▶ _Excerpted text_:
★ ★ ★ ★ ★

When Pat Anderson and Rex Wild, QC, visited dozens of Aboriginal communities across the NT as part of their inquiry into child s-xual abuse, they were surprised that so many people were willing to share their stories.
As Wild says, one of the reasons that s-xual abuse of children so often stays in the closet – in any community, white or black – is that it is such a difficult and sensitive issue to talk about.
But Aboriginal people have shown their willingness to own the problem of child s-xual abuse. And, as Anderson told the recent Indigenous health forum at the Garma festival, they now also need to own the solutions.
This is not about being politically correct. It is about being effective. The HIV/AIDS epidemic has taught the world that it is essential to involve affected communities in developing and implementing responses to complex health problems.
It is why the very first recommendation by Anderson and Wild in their report, Little Children are Sacred, stresses the importance of “genuine consultation” with Aboriginal people when designing initiatives for their communities.
The lack of consultation that has ensued (not only by the Federal Government but also by mainstream medical organisations in their responses to the Government’s plans) is not only arrogant; it is a guarantee of failure.
Politicians and policy makers should be listening to Aboriginal people, whether tackling child abuse or related health and social problems, because they have valuable contributions to make.
This was blindingly obvious at the Garma forum, which heard of some gains in Aboriginal health, as well as many examples of effective programs developed by Indigenous people themselves. A recurring theme was that many of these failed because of the impossibility of securing long term funding and the inability of different government departments and agencies to work together.

★ ★ ★ ★ ★

Collected data

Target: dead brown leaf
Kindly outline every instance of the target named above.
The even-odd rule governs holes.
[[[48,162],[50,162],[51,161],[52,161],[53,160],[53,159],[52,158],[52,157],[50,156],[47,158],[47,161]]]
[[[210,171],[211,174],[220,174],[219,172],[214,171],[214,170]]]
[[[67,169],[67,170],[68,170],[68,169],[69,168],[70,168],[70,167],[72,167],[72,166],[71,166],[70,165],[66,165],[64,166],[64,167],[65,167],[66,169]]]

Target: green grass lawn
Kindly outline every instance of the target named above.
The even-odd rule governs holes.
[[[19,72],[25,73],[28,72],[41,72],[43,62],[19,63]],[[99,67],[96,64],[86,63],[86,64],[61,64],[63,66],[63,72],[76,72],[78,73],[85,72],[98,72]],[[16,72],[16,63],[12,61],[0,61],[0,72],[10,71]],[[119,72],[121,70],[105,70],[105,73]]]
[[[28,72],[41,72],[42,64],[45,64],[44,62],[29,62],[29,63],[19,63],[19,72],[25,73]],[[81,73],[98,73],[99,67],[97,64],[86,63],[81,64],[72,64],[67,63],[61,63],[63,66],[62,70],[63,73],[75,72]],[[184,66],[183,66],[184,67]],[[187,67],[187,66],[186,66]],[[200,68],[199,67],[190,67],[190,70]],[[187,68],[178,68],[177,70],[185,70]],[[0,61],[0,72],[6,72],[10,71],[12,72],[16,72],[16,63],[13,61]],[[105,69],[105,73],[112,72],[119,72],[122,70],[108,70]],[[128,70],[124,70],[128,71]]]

★ ★ ★ ★ ★

▶ _Task prompt_:
Update the article on the child abuse inquiry in Aboriginal communities by reproducing everything from "The lack of" down to "contributions to make.", with "policy makers" replaced by "public officials".

▶ _Task solution_:
The lack of consultation that has ensued (not only by the Federal Government but also by mainstream medical organisations in their responses to the Government’s plans) is not only arrogant; it is a guarantee of failure.
Politicians and public officials should be listening to Aboriginal people, whether tackling child abuse or related health and social problems, because they have valuable contributions to make.